Stated task: Copy every line of the material below without changes, leaving out the pictures.

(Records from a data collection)
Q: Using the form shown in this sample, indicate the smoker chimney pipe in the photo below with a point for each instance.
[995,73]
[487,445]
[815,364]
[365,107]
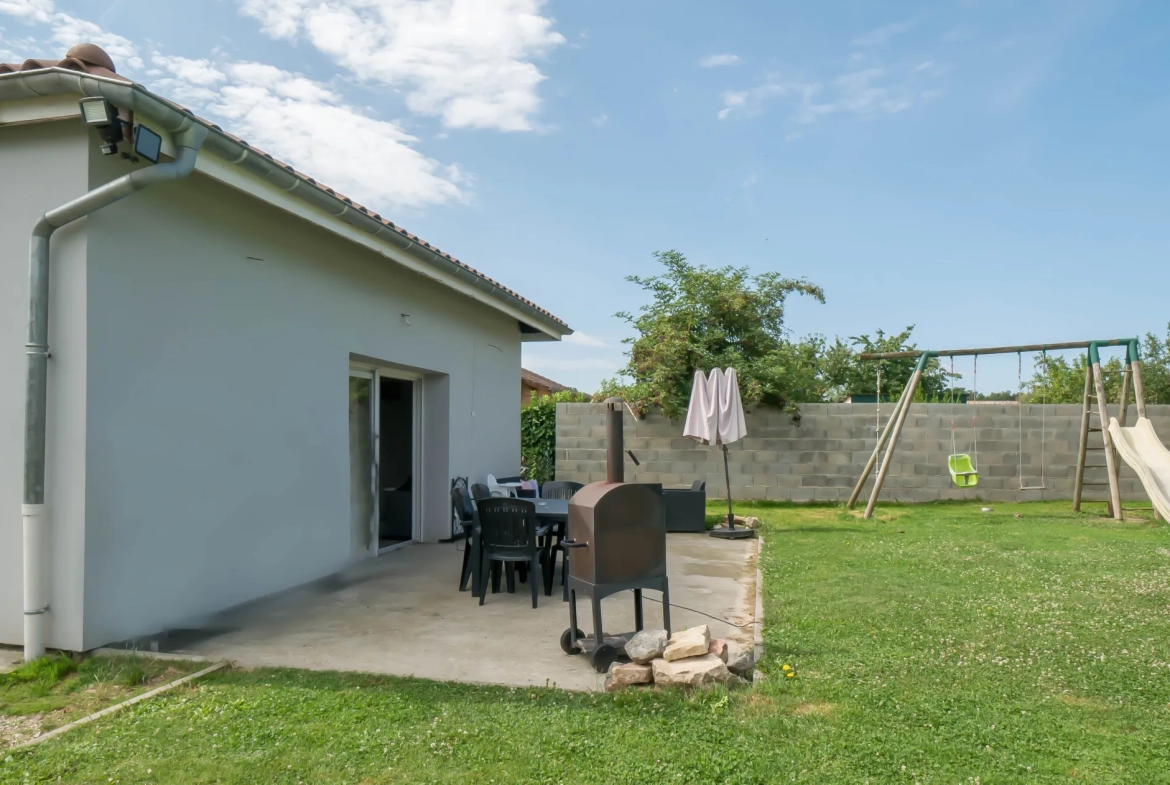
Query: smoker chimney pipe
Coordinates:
[614,446]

Response:
Q: Using the form shown in this sample, indicate the smoker chimney pipe in the photo below with a point for each instance.
[995,73]
[487,445]
[815,364]
[365,107]
Query: smoker chimney pipe
Coordinates:
[614,446]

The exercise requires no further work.